SOURCE INFORMATION ::
┄┄┄┄┄┄┄┄┄┄
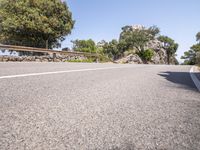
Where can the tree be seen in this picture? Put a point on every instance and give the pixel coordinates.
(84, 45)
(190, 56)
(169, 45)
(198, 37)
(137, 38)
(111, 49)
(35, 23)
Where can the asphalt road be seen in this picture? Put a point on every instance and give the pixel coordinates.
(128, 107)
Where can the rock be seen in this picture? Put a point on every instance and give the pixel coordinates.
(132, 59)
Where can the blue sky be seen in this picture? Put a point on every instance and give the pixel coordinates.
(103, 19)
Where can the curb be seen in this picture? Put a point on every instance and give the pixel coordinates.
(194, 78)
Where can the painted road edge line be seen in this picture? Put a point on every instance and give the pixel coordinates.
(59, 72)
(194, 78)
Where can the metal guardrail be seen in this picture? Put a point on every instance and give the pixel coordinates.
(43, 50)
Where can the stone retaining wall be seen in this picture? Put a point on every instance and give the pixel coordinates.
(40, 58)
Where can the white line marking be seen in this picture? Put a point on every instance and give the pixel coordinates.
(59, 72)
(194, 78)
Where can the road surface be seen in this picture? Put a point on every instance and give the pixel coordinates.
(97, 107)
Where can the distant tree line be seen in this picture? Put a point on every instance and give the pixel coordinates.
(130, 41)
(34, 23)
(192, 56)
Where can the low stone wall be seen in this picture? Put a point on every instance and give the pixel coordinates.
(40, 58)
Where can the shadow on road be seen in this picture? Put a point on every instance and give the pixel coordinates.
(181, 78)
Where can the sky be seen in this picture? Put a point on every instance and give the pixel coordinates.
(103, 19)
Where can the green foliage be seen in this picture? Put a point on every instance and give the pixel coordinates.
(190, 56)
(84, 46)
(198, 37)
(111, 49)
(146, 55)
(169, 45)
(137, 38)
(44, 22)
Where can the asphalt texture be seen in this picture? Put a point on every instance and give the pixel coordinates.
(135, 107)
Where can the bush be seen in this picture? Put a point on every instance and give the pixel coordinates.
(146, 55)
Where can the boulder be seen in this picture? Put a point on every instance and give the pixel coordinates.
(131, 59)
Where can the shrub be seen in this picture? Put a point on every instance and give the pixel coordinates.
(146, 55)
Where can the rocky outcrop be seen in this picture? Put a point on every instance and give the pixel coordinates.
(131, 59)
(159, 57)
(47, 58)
┄┄┄┄┄┄┄┄┄┄
HOW TO COMPLETE THIS TASK :: What are the lines from the one with "Where can the shadow" through the end of the records above? Set them down exactly, both ends included, and nothing else.

SOLUTION ::
Where can the shadow on road be seen in this picture? Put a point on every instance and give the pixel coordinates.
(181, 78)
Where can the sky be seen in this picture? Put a point on every instance and give the pixel coordinates.
(103, 19)
Where can the green foliage be seen in this picture? Put a point on every instance and give the pixel coordinates.
(190, 56)
(84, 46)
(198, 37)
(111, 49)
(146, 55)
(169, 45)
(137, 38)
(44, 22)
Where can the asphalt texture be seen in this picture? Put a point on every instance and give the pixel coordinates.
(135, 107)
Where can the bush be seen in this picture? Put a point on every instance and give the pixel coordinates.
(146, 55)
Where can the boulder be seen in this picture? Put a point on every instance and give the pixel coordinates.
(131, 59)
Where can the shrub be seen in this picture? Put a point on every instance and give the pixel coordinates.
(146, 55)
Where can the rocky outcrop be seen in this picture? Put a point on every instance and give the pixel coordinates.
(131, 59)
(159, 57)
(47, 58)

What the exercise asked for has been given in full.